**Stated problem**
Rewrite every item below with each "marker" changed to "pin", keeping the rest of the wording identical.
┌────────
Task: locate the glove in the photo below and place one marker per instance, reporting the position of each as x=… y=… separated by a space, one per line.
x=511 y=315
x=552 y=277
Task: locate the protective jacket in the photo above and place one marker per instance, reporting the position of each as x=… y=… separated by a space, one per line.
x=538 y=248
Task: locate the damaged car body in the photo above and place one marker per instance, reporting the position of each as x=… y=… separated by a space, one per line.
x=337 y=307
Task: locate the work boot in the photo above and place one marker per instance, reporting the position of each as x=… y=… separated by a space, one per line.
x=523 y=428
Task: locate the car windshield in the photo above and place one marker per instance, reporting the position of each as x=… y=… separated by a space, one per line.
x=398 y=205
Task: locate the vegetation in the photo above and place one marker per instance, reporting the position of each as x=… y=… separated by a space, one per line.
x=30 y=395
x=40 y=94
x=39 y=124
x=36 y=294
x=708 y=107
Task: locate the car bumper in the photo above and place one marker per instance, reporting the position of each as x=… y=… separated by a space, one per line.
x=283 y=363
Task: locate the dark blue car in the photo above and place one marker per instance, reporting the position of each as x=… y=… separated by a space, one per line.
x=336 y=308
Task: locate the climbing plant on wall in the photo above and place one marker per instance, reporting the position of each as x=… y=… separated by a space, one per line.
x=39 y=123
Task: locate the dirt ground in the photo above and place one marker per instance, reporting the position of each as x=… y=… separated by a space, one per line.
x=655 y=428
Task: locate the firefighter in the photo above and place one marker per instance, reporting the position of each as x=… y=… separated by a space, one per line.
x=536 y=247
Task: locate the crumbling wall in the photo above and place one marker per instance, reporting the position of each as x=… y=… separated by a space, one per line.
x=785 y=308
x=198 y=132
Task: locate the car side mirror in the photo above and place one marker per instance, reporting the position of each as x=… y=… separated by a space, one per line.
└────────
**Complete output**
Task: locate the glove in the photo below and place one pin per instance, reporting the position of each as x=… y=… separated by a space, one per line.
x=511 y=315
x=552 y=277
Task: locate the protective jacket in the photo above and place one pin per instance, reporting the position of each as x=… y=… separated by a space, one per line.
x=538 y=248
Task: locate the damaged car body in the photo above and place one pin per instance, reporting the position of each as x=… y=… separated by a space, one per line.
x=337 y=307
Task: locate the work boot in the photo above and place one pin per instance, reporting the position of each as x=… y=… separated by a space, one per line.
x=523 y=428
Task: locate the car windshield in the photo above and place one pin per instance, reporting the position of each as x=… y=… separated by a space, one per line.
x=398 y=205
Task: locate the vegetation in the photo above and place one pin per instance, reporting the position of each as x=… y=… separated by a space, one per line.
x=30 y=395
x=40 y=94
x=39 y=124
x=36 y=294
x=708 y=107
Task: locate the car bumper in the photo above and place one pin per instance, reporting the position of each as x=… y=… separated by a space, one per line.
x=283 y=363
Task: locate the dark blue car in the photo above and place one pin per instance, reporting the position of each as x=… y=… separated by a space, one per line.
x=336 y=308
Task: locate the climbing plant on wall in the photo above and place one pin per instance, reporting the position of each as x=… y=… separated by a space, one per line.
x=39 y=123
Task: locate the dirt ground in the photo above and place one pin per instance, reporting the position of each as x=… y=… separated by a space, one per line.
x=655 y=428
Task: locate the firefighter in the photo above and place one pin per instance, reporting the position of each as x=… y=… separated by a space, one per line.
x=536 y=247
Task: locate the crumbling wall in the photo above and place one pin per instance, reporting the position of each as x=… y=… separated by a space, one per line.
x=785 y=308
x=198 y=132
Task: locate the car side mirror in the photo above and place one pin per instance, reporting the position of each as x=… y=… separated by a space, one per line.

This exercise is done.